[PASSAGE TO READ]:

+---+

I keep asking, "Why, God, are people so cruel to one another?" Still it happens, another castoff, another insane event, so much hurt and pain.

My uncle was a purple heart POW from WW2, shot down over Germany, lost his leg, didn't know anything about PTSD and sentenced (in effect) to a life of alcohol on a small farm in Mississippi. Most of his life he slept on a single bed in a room barely wide enough for him to stand beside the bed. No plumbing. Living with his parents. Not coping with anything. Then he went to work for the post office and delivered mail for many years on the rural route where we had lived. Finally, he became unable to care for himself and went to a Veteran's Home where he was seriously unhappy. Cousin had promised she would care for him if needed; so she took over his finances and moved him into an assisted living place a block from her home.

That was at least five years ago, and I'm know that she and her family cared for him faithfully. At the same time, cousin fought for custody of her grandson and won and raised a fine young man. I'm sure she wants this over quietly, quickly and in proper manner.

May God grant all of us peace, humility, comfort and grace. Amen.

A blogger award for me?

+---+

[RECORDS SUPPLIED]:
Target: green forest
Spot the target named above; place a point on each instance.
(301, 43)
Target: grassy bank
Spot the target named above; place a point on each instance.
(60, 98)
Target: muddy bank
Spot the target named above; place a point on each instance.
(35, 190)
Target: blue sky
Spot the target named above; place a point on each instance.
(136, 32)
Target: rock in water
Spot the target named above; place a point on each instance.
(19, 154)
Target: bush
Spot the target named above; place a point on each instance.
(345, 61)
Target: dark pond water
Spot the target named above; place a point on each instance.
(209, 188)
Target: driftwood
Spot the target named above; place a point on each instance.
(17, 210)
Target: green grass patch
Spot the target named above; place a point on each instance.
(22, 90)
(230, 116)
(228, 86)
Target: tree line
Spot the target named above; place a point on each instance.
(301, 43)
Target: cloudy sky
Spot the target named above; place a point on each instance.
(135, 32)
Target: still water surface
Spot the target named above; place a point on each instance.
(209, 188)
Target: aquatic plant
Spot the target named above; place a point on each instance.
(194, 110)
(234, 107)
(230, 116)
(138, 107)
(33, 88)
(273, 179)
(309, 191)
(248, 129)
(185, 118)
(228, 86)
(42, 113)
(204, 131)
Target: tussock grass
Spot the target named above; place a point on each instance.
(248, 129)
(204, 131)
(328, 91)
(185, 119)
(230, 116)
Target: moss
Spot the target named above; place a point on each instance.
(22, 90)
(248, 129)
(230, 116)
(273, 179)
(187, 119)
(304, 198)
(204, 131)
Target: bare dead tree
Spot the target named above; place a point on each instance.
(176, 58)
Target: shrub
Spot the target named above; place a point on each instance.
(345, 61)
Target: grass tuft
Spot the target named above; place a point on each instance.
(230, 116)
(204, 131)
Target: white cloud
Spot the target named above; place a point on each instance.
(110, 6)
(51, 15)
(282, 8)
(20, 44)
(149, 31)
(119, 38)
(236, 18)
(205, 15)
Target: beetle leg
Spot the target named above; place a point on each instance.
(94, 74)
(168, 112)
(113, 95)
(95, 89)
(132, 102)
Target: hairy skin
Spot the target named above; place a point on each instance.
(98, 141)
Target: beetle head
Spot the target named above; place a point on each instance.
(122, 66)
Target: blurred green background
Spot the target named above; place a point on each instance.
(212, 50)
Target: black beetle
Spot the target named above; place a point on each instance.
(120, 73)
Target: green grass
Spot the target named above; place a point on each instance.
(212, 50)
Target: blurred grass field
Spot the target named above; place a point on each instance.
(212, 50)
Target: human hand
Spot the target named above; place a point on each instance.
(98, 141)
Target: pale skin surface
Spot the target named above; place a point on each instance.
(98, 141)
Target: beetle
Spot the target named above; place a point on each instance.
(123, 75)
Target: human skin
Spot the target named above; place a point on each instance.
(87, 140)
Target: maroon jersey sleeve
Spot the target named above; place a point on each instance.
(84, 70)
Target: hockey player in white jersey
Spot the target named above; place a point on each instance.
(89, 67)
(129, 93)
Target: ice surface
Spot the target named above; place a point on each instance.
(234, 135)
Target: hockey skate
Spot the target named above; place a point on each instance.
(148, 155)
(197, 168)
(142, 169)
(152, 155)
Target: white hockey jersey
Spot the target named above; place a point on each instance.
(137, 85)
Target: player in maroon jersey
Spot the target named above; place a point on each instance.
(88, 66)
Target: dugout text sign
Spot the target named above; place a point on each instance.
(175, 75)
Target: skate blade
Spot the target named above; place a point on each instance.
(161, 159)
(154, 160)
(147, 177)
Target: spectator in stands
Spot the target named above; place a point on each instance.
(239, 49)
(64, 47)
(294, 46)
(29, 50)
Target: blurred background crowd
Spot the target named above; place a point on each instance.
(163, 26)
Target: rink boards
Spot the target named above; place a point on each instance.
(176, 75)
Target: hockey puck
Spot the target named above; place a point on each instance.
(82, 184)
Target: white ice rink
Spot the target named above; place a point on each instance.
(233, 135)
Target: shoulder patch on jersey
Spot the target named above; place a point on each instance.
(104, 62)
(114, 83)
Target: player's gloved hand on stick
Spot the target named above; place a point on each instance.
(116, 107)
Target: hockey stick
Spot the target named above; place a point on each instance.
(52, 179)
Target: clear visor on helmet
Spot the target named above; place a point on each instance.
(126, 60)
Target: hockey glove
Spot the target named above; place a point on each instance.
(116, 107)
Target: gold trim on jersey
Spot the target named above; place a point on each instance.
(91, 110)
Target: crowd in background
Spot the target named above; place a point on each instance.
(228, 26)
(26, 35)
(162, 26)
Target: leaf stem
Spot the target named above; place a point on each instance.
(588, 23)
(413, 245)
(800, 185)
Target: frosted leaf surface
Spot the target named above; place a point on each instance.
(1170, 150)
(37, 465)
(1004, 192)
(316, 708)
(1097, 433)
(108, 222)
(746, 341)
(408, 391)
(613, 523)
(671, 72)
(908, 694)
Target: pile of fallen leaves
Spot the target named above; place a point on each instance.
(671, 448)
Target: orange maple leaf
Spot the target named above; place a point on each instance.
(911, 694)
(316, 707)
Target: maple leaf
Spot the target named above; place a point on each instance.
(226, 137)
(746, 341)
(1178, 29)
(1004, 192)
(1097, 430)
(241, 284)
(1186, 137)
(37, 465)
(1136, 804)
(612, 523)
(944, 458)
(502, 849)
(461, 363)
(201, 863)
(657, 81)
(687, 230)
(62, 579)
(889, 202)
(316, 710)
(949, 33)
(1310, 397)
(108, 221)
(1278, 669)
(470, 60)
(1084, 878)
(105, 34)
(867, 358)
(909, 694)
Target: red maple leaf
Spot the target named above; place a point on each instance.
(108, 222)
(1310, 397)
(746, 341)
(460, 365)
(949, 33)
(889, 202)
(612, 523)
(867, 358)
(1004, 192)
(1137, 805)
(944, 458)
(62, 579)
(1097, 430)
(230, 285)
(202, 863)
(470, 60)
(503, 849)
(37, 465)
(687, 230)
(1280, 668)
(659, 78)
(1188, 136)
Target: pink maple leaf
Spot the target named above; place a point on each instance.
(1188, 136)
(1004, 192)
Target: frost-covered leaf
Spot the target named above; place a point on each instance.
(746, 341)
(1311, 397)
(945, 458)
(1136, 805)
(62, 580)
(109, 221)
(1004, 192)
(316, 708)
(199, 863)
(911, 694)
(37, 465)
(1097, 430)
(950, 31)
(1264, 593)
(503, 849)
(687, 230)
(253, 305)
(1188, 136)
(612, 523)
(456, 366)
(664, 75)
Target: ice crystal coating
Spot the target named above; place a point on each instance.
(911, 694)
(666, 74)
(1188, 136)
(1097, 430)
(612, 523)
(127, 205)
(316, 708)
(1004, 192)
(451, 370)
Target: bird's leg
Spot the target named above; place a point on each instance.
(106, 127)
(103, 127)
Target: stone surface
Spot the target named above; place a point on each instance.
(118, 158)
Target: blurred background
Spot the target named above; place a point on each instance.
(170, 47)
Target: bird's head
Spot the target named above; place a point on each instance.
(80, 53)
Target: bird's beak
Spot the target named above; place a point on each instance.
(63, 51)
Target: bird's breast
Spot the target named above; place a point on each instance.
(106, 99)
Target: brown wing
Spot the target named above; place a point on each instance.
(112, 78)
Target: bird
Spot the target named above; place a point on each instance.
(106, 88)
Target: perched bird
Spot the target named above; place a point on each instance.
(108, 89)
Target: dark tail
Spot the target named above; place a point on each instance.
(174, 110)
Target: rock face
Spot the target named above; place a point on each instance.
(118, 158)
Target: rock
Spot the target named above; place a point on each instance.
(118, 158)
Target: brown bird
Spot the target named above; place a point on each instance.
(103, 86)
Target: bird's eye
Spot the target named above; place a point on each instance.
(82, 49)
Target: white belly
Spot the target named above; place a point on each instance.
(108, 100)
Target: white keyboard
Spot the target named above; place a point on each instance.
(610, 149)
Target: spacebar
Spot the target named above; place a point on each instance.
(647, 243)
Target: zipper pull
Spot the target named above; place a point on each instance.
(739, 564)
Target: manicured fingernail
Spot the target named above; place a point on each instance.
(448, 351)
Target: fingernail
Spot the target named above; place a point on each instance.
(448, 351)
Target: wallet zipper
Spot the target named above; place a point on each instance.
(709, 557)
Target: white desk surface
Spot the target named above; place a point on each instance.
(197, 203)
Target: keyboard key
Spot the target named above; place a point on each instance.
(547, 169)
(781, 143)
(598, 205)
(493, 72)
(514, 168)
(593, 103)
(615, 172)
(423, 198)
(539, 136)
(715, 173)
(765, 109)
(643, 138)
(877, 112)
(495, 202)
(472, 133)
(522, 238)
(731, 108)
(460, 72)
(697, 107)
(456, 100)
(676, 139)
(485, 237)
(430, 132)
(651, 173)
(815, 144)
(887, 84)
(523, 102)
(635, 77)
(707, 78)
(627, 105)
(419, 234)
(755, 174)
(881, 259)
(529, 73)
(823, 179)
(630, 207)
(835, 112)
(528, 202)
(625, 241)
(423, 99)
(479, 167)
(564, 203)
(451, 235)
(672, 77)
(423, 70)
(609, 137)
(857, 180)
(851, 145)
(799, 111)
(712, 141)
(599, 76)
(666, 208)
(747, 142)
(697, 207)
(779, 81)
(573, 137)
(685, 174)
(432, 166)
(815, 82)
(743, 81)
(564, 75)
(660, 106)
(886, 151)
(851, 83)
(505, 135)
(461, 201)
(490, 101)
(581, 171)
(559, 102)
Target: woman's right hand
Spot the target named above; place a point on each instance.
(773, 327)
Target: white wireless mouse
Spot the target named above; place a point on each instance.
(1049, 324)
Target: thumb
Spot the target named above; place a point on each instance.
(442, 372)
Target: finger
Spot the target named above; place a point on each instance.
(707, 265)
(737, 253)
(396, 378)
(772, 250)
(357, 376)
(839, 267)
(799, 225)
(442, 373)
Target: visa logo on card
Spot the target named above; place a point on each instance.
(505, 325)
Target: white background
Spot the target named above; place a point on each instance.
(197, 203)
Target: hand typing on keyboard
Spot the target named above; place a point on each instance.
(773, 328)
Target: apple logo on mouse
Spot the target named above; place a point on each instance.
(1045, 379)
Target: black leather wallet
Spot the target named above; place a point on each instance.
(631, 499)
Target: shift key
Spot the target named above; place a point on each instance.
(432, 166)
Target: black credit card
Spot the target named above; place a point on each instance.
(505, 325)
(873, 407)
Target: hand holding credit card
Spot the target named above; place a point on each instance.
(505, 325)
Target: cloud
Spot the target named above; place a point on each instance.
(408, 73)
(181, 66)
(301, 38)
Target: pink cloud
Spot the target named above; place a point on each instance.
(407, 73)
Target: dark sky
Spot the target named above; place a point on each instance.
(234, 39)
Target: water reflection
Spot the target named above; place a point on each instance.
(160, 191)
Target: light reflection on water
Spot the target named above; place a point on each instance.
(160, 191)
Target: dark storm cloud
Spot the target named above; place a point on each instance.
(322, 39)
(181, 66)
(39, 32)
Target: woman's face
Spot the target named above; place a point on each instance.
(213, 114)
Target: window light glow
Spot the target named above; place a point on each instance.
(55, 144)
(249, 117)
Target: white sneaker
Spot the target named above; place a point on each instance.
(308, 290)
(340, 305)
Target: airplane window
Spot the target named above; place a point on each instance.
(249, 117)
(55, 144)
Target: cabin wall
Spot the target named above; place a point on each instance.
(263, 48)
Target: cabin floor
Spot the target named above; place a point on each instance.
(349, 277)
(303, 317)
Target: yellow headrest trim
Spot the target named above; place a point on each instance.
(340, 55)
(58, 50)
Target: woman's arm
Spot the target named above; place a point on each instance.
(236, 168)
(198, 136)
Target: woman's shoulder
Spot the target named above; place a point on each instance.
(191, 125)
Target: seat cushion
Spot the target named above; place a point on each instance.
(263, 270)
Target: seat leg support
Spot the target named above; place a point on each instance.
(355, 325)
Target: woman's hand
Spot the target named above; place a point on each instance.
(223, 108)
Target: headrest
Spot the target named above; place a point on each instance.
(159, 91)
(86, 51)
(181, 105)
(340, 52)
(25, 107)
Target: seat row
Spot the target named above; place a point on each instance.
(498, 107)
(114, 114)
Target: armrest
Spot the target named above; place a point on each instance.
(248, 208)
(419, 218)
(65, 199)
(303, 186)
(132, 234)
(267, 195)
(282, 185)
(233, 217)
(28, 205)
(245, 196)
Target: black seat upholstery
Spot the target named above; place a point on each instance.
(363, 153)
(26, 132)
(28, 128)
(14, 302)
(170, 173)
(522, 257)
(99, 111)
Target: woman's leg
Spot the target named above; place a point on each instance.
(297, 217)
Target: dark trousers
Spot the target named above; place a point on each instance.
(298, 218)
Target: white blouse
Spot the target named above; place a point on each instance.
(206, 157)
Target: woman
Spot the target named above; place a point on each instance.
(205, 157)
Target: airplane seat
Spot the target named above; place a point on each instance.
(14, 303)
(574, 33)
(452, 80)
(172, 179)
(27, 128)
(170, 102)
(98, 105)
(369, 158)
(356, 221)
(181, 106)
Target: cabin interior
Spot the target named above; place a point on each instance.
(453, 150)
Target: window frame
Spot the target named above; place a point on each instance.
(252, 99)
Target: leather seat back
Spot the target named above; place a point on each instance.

+---+

[WHAT YOU SHOULD DO]:
Please extend the blog post about the uncle who was a World War II prisoner of war, picking up right after its final line.

[EXERCISE RESPONSE]:
PENolan has given me the Bella Award along with the instructions that I give it to 15 other bloggers. Too early for me to contemplate that, but watch out! Today is another day, and after a bit more sleep, I'll think of you.

Much as I like awards, the roses, somehow, remind me of how I feel when Michael calls me "Sweet Sharecropper" - who me?

Saturday, May 02, 2009

Looking Backward

Except in therapy and therapy homework, I don't usually spend a lot of time looking backward philosophically. Occasionally I wonder what I might have been like if a certain event had happened differently, and I add my memories to those of others when we're talking about what life was like back when.

However, I've just read two blogs where people talk about life changing events and one is sad, the other simply matter of fact.

I lost my first job as assistant editor of a trade magazine when they renamed the positions and didn't want a woman as editor. What if I had become editor, continued with the training I had, finished my degree in good time and stayed there for years? Certainly life would have been more stable, but I think of all the things I would have missed in my wandering, multi-careered, - well, hither, thither and yon - existence.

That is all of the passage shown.